• [Task description]: Convert the listing from the line containing "One pin marks each instance of the runner's leg" through the end of the listing into a JSON list of strings, one string per line, leaving out any blank lines.
━━━
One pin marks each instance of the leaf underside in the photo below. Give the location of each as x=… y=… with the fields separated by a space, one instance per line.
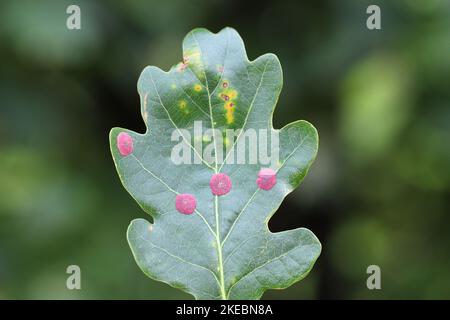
x=224 y=250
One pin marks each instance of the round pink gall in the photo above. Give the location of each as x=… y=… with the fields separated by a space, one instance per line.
x=124 y=143
x=267 y=178
x=220 y=184
x=185 y=203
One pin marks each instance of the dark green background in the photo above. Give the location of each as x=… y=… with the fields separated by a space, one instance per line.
x=378 y=193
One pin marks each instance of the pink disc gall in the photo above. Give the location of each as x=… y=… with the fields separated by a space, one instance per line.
x=267 y=178
x=124 y=143
x=220 y=184
x=185 y=203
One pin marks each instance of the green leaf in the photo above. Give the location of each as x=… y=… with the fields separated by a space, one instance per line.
x=224 y=250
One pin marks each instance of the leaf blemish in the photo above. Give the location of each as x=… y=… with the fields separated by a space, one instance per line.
x=185 y=203
x=267 y=178
x=182 y=104
x=124 y=144
x=220 y=184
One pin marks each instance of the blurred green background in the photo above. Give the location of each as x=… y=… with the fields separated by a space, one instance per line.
x=378 y=193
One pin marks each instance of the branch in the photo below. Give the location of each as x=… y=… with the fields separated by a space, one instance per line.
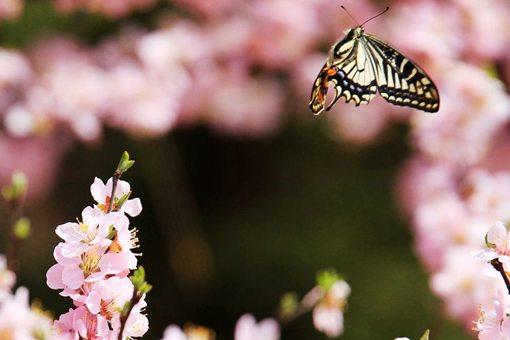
x=499 y=267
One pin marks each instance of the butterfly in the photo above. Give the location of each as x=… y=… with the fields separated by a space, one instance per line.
x=360 y=65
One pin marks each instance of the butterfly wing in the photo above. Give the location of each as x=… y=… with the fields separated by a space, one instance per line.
x=399 y=80
x=350 y=70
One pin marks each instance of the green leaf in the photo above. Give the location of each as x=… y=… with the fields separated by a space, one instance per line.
x=125 y=163
x=17 y=189
x=119 y=202
x=138 y=280
x=327 y=278
x=22 y=228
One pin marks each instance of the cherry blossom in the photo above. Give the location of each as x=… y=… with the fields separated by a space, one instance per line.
x=247 y=328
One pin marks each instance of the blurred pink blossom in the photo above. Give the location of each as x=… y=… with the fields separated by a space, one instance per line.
x=247 y=328
x=472 y=113
x=493 y=322
x=463 y=286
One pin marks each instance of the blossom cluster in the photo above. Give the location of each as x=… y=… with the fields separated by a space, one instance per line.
x=94 y=260
x=241 y=66
x=19 y=320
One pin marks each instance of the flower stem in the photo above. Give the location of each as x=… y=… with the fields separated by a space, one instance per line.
x=115 y=180
x=499 y=267
x=125 y=315
x=15 y=210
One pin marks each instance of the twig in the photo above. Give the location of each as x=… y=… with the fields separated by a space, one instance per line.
x=499 y=267
x=115 y=180
x=11 y=253
x=125 y=315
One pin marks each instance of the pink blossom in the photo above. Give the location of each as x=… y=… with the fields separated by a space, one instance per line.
x=282 y=39
x=80 y=236
x=174 y=332
x=247 y=328
x=497 y=244
x=493 y=323
x=462 y=285
x=211 y=8
x=482 y=21
x=471 y=114
x=109 y=296
x=93 y=263
x=438 y=36
x=190 y=332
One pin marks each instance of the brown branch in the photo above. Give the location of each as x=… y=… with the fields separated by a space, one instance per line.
x=115 y=180
x=125 y=314
x=499 y=267
x=15 y=211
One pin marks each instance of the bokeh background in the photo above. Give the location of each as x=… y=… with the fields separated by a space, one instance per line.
x=246 y=195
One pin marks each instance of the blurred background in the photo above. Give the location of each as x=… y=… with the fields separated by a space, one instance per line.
x=246 y=195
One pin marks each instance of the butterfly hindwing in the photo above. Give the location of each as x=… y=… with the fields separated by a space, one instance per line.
x=399 y=80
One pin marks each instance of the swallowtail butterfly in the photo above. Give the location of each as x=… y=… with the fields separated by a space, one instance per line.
x=361 y=64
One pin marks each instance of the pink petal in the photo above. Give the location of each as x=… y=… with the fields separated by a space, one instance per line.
x=72 y=276
x=69 y=232
x=93 y=302
x=54 y=277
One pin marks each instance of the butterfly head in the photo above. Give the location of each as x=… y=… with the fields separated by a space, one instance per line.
x=356 y=32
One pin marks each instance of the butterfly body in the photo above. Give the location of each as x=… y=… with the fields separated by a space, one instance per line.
x=360 y=65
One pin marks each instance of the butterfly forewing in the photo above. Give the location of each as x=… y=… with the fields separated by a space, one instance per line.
x=399 y=80
x=351 y=72
x=361 y=64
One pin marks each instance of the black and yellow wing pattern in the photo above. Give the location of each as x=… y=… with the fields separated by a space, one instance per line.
x=360 y=65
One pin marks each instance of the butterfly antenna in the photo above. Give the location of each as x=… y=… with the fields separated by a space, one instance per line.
x=349 y=14
x=375 y=16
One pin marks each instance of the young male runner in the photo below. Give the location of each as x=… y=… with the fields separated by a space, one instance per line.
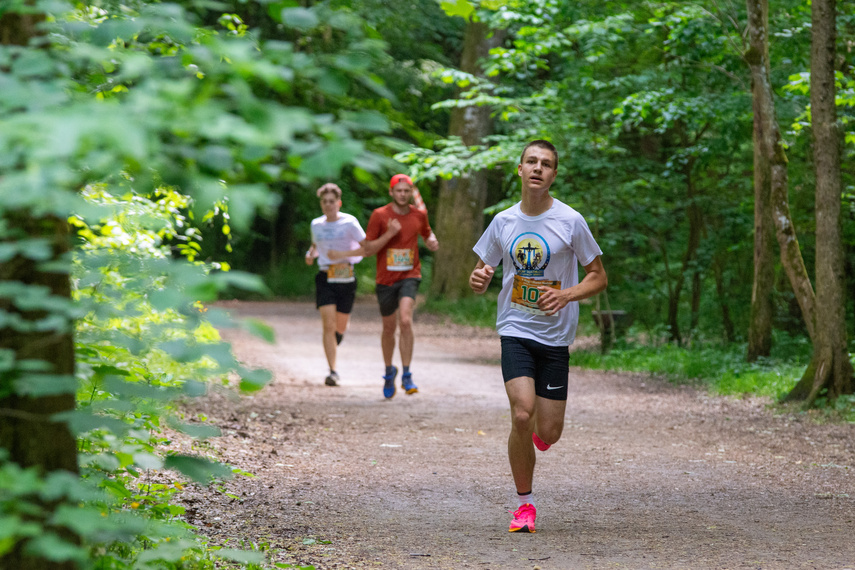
x=335 y=282
x=398 y=275
x=540 y=241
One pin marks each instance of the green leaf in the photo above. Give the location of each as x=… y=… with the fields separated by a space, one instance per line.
x=197 y=468
x=461 y=8
x=51 y=547
x=300 y=18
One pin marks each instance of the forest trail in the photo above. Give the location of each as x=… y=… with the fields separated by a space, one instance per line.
x=646 y=475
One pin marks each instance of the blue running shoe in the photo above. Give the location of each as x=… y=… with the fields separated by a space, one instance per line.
x=389 y=383
x=407 y=383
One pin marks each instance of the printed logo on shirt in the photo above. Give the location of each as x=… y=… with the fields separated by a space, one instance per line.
x=340 y=273
x=530 y=255
x=399 y=259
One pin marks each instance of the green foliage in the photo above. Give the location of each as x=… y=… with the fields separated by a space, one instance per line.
x=141 y=126
x=720 y=368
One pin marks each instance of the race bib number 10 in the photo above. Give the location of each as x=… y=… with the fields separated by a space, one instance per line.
x=399 y=259
x=525 y=293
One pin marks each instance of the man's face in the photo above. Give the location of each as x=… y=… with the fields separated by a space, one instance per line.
x=401 y=193
x=537 y=169
x=330 y=205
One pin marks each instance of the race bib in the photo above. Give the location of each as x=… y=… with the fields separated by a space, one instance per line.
x=340 y=273
x=399 y=259
x=525 y=293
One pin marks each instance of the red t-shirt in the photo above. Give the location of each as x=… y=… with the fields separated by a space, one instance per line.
x=399 y=258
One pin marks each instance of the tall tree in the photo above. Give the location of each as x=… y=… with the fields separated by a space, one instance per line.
x=33 y=336
x=830 y=367
x=462 y=198
x=773 y=157
x=760 y=326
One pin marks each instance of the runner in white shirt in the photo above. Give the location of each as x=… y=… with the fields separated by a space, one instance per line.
x=540 y=241
x=335 y=283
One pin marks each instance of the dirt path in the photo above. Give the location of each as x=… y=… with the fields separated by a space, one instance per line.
x=647 y=475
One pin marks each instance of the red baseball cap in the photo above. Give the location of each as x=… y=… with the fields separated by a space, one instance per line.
x=398 y=178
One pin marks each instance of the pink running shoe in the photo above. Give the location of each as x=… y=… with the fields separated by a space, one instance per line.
x=523 y=519
x=539 y=443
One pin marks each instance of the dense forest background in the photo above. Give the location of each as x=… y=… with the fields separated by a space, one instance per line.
x=155 y=157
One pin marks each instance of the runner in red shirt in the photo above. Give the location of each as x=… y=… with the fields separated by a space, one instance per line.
x=398 y=274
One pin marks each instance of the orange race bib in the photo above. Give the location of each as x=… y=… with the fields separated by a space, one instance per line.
x=525 y=293
x=399 y=259
x=340 y=273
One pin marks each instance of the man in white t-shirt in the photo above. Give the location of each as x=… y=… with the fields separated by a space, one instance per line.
x=541 y=242
x=335 y=283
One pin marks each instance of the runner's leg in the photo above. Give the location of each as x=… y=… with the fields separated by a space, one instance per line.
x=520 y=448
x=387 y=337
x=328 y=317
x=406 y=307
x=549 y=416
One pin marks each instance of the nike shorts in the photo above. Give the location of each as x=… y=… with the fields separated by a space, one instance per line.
x=548 y=365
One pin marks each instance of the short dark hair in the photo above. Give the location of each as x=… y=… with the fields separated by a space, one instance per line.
x=329 y=187
x=542 y=144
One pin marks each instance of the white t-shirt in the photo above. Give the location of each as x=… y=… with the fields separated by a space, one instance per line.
x=343 y=234
x=537 y=251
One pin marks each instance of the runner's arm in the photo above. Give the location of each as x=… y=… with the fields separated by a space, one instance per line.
x=481 y=276
x=311 y=254
x=431 y=242
x=368 y=248
x=595 y=281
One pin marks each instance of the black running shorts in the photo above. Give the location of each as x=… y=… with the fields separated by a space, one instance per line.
━━━
• [Result for this task]:
[
  "One pin marks each instance of the runner's leg in the photo above. Give the location of each as x=… y=… with the fields separated by a space, one instance per line.",
  "x=520 y=448",
  "x=387 y=337",
  "x=328 y=317",
  "x=406 y=307",
  "x=549 y=416",
  "One pin marks each instance of the nike shorts in the photo above. Give the location of each as x=… y=… with the fields separated by a space, one instance per line.",
  "x=548 y=365",
  "One pin marks each instance of the short dark hair in the photo above. Give the location of each as x=… y=… with the fields separated by a space, one instance per line.",
  "x=329 y=187",
  "x=542 y=144",
  "One pin marks each instance of the white t-shirt in the photo above. Give the location of each as x=… y=… with the fields separated by a space, one instance per line.",
  "x=343 y=234",
  "x=537 y=251",
  "One pin marks each instance of the runner's arm in the photo above. Give the location of each as x=… y=… with the fields separated by a space, one instance per line.",
  "x=481 y=276",
  "x=311 y=254",
  "x=431 y=242",
  "x=368 y=248",
  "x=595 y=281",
  "One pin marks each instance of the black running shorts in the photo above. Give the location of each as x=… y=… with the fields separated by a space, one instance per line."
]